### Items from a dataset
···

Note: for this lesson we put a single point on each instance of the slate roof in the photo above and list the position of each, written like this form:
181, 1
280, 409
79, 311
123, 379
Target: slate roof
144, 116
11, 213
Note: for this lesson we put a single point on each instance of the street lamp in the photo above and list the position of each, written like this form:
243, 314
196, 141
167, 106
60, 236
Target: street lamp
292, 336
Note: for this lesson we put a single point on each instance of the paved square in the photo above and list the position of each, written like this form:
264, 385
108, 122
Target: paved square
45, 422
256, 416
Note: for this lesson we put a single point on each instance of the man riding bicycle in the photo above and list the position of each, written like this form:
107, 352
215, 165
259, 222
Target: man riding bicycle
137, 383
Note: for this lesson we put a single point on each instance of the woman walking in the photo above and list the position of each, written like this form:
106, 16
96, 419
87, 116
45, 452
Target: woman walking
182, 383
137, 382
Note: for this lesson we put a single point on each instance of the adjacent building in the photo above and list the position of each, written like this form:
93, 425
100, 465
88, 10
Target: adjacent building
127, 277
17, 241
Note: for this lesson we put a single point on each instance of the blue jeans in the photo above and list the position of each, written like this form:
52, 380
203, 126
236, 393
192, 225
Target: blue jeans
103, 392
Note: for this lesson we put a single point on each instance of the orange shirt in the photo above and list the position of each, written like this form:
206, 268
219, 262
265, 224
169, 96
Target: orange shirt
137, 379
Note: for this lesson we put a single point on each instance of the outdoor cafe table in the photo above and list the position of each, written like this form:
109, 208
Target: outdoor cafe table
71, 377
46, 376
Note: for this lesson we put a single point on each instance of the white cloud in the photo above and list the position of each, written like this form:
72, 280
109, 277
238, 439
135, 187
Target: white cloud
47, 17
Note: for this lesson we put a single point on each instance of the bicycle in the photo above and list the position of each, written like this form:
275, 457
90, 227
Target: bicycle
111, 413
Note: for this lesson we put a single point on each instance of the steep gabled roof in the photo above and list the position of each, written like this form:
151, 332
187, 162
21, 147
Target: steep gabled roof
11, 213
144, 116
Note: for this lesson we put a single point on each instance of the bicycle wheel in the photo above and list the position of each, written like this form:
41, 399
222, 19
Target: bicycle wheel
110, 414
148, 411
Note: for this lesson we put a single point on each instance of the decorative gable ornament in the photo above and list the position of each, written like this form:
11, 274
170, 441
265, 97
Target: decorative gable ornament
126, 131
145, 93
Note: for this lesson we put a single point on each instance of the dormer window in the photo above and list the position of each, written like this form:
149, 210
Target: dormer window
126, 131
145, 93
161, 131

···

### What is needed
Write out all the records above again, exactly as they stand.

### Written reply
Note: for this lesson we put a single point on each instance of the slate roof in the photo above and list the position of each, written like this form:
181, 1
280, 409
79, 311
123, 379
Target: slate roof
144, 116
11, 213
Note: for this lesson we put a single point on each instance of the street lamp in the photo above and list the position of each, written like this form:
243, 314
196, 141
167, 106
60, 236
Target: street lamp
292, 336
Note: for this lesson we put a single point on each instance of the paved square in the photo above and list the position of each, written like this form:
264, 385
108, 122
Target: paved square
45, 422
256, 416
Note: for this lesson we put a single point on each instance of the man riding bicycle in the photo above and list the position of each, written like this form:
107, 352
215, 165
259, 222
Target: man riding bicycle
137, 383
Note: for this lesson we put a single point on each instance of the woman walking in the photo above and list the position of each, written like this form:
106, 16
96, 419
87, 116
45, 452
Target: woman walking
182, 383
137, 382
Note: for this lesson we put a single point on each instance of the adjacent building in the photo above and list the position of each, written like this form:
93, 425
100, 465
88, 10
Target: adjacent building
127, 277
17, 241
Note: for this lesson we put a single point on each instance of the blue jeans in the photo above and list the position of each, written like this form:
52, 380
203, 126
236, 393
192, 225
Target: blue jeans
103, 392
Note: for this lesson we put a single point on each instance of the orange shirt in the photo above and list the position of each, written like this form:
206, 268
219, 262
265, 224
169, 96
Target: orange shirt
137, 379
Note: for this lesson we put a single point on each instance of the outdoor cafe table in the photo above and list the position of each, written like this form:
109, 208
Target: outdoor cafe table
71, 377
46, 376
Note: for this lesson we put a single point on each instance of the white cloud in the photo above and list the position of each, written like this form:
72, 280
109, 277
238, 439
135, 187
Target: white cloud
47, 17
Note: for this lesson we put a single point on each instance of the bicycle in the photo above and list the position of each, written like this form:
275, 457
90, 227
Target: bicycle
111, 413
Note: for this lesson we put a single point on each instance of the steep gabled roof in the photo above and list the position of each, written like this form:
151, 332
187, 162
21, 147
Target: steep gabled roof
11, 213
144, 116
Note: for this lesson we put a single point on each instance of the bicycle wheel in the photo above and list the position of each, written like this form:
41, 399
222, 19
Target: bicycle wheel
110, 414
148, 411
Note: for this lesson we put a single point on each instance of the decorative gable ornament in the photo above and list the position of each, written like this form:
11, 274
170, 441
265, 97
Target: decorative gable ornament
126, 131
145, 93
Note: for this lesson we put a single point on each instance of the dormer window in the photo above and list the position of each, written like this form:
149, 210
Target: dormer window
126, 131
145, 93
161, 131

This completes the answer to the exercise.